--- Exercise passage Enclosed Below ---

<Bz36>Militants pose test
ALGIERS (Reuters) — A spate of militant activity including a rare clash in Tunisia is testing counter-terrorism efforts across north Africa, a region prized by al Qaeda as a potential launch pad for fresh attacks on European capitals.Maghreb states are expected to step up security cooperation after violence in Algeria and Tunisia and arrests in Morocco raised fears that a loose coalition of groups is taking shape with new fighters battle-hardened in Iraq and Afghanistan.
Two gunbattles in the last month in normally placid Tunisia are the most eye-catching development, according to analysts who track al Qaeda’s attempt to strengthen its network in the Maghreb and communities of north African descent in Europe. A total of 14 gunmen were killed in clashes with security forces in and around Tunis on December 23 and January 3, rare serious breaches of security in a tightly governed country most Europeans know only as a sleepy holiday destination.
Authorities said the unrest involved “dangerous criminals”. But private Echorouk newspaper said the gunmen, all Tunisians apart from a Mauritanian, were Islamists who had infiltrated from Algeria. Tunisian senator Emna Soula told France 24 television: “The Salafist trail is being seriously studied.” “The incident in Tunisia will push the governments in the region to step up cooperation,” said Moroccan analyst Mohamed Darif, adding the region’s militants were now working together under the same strict Salafist ideology espoused by al Qaeda.
“Before, each government believed it was immune against the Salafist threat, leaving Algeria fighting alone its war against radical Islamists,” he said, referring to conflict between Algerian Islamists and security forces that began in 1992.
“This time, they may create security cooperation bodies to make their cooperation ... against Salafists more effective.”

--- End of Enclosed Exercise passage ---
--- Extracted data Enclosed Below ---

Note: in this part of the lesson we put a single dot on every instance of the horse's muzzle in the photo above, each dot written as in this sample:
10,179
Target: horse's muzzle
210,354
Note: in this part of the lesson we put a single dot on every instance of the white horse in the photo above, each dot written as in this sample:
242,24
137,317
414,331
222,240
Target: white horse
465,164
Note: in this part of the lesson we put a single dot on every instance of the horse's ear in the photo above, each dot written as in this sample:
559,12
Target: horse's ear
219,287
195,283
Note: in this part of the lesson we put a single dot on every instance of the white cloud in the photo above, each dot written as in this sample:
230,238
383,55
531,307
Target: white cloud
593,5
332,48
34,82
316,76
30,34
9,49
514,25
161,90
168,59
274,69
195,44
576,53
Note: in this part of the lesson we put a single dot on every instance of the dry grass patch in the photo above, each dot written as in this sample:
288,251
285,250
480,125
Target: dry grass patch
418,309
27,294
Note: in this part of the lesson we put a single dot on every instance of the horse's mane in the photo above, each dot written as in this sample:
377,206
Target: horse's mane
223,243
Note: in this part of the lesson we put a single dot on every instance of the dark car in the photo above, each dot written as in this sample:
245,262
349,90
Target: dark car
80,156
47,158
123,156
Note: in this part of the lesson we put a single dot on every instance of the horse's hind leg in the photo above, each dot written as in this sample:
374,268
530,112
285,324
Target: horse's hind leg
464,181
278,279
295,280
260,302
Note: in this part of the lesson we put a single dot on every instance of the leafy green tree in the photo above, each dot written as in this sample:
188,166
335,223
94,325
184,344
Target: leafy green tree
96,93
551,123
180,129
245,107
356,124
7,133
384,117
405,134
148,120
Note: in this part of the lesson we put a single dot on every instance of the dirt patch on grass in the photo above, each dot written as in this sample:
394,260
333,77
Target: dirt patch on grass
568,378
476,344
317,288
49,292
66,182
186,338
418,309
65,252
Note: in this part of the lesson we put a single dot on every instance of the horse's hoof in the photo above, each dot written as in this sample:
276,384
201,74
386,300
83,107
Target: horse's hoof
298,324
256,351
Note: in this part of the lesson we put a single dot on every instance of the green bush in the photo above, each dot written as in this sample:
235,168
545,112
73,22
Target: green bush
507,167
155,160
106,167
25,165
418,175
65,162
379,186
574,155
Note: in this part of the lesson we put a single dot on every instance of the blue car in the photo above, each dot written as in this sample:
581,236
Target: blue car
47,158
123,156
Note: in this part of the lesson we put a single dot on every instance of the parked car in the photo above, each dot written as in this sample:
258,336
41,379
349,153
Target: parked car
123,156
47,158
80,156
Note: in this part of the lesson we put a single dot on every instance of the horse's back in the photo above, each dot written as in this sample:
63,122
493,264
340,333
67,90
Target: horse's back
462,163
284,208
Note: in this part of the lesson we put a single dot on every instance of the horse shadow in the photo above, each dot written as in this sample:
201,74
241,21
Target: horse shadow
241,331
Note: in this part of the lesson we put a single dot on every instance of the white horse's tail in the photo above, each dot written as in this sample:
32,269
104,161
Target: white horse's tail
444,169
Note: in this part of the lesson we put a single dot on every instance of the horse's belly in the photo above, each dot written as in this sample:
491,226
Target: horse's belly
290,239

--- End of Enclosed Extracted data ---
--- Extracted data Enclosed Below ---

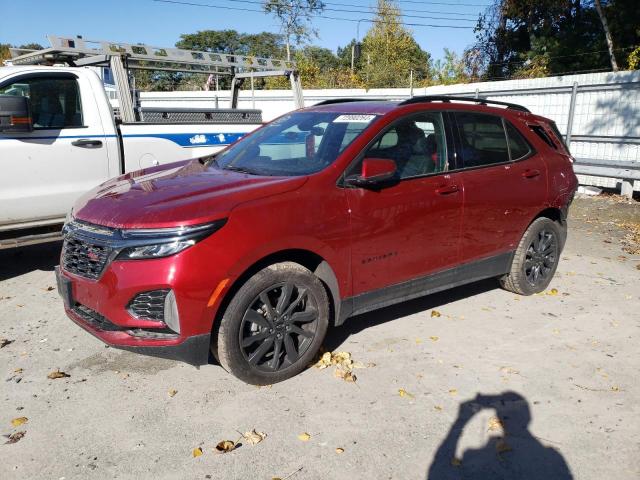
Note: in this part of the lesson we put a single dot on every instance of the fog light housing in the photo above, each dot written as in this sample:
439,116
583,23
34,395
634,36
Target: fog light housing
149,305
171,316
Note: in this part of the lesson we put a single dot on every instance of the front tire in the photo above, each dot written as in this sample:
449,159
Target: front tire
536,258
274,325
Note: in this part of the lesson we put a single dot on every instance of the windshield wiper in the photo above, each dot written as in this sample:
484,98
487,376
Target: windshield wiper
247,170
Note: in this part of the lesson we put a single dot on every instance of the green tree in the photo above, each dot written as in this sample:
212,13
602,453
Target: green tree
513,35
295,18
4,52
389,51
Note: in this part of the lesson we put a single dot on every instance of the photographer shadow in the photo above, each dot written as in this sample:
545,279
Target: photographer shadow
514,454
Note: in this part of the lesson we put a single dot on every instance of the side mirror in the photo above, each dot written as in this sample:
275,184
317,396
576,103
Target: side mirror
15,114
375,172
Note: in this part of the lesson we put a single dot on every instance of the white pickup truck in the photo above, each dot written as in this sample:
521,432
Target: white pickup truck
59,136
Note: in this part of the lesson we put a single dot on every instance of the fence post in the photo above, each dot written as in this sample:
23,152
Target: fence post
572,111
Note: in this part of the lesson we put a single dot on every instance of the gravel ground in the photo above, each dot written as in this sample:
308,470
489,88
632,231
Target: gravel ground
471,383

--- End of Enclosed Extracted data ---

Goal of the exercise: Copy out the entire article on militant activity in North Africa, word for word from start to finish.

Answer to the exercise:
<Bz36>Militants pose test
ALGIERS (Reuters) — A spate of militant activity including a rare clash in Tunisia is testing counter-terrorism efforts across north Africa, a region prized by al Qaeda as a potential launch pad for fresh attacks on European capitals.Maghreb states are expected to step up security cooperation after violence in Algeria and Tunisia and arrests in Morocco raised fears that a loose coalition of groups is taking shape with new fighters battle-hardened in Iraq and Afghanistan.
Two gunbattles in the last month in normally placid Tunisia are the most eye-catching development, according to analysts who track al Qaeda’s attempt to strengthen its network in the Maghreb and communities of north African descent in Europe. A total of 14 gunmen were killed in clashes with security forces in and around Tunis on December 23 and January 3, rare serious breaches of security in a tightly governed country most Europeans know only as a sleepy holiday destination.
Authorities said the unrest involved “dangerous criminals”. But private Echorouk newspaper said the gunmen, all Tunisians apart from a Mauritanian, were Islamists who had infiltrated from Algeria. Tunisian senator Emna Soula told France 24 television: “The Salafist trail is being seriously studied.” “The incident in Tunisia will push the governments in the region to step up cooperation,” said Moroccan analyst Mohamed Darif, adding the region’s militants were now working together under the same strict Salafist ideology espoused by al Qaeda.
“Before, each government believed it was immune against the Salafist threat, leaving Algeria fighting alone its war against radical Islamists,” he said, referring to conflict between Algerian Islamists and security forces that began in 1992.
“This time, they may create security cooperation bodies to make their cooperation ... against Salafists more effective.”